::: DATA SUPPLIED :::
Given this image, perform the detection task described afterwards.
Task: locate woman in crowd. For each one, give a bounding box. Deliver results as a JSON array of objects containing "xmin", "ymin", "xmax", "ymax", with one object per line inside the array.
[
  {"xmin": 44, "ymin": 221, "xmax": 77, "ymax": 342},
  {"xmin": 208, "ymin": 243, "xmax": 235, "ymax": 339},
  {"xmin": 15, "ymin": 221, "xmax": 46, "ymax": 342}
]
:::
▶ YOUR GOAL
Provide an exact copy of all the material.

▶ EXERCISE OUTPUT
Given this image, perform the detection task described afterwards.
Task: locate woman in crowd. For each one, give a bounding box. Deliver results as a JSON array of objects containing "xmin", "ymin", "xmax", "ymax", with one object per line inside the array.
[
  {"xmin": 44, "ymin": 221, "xmax": 77, "ymax": 342},
  {"xmin": 208, "ymin": 243, "xmax": 235, "ymax": 339},
  {"xmin": 15, "ymin": 221, "xmax": 46, "ymax": 342}
]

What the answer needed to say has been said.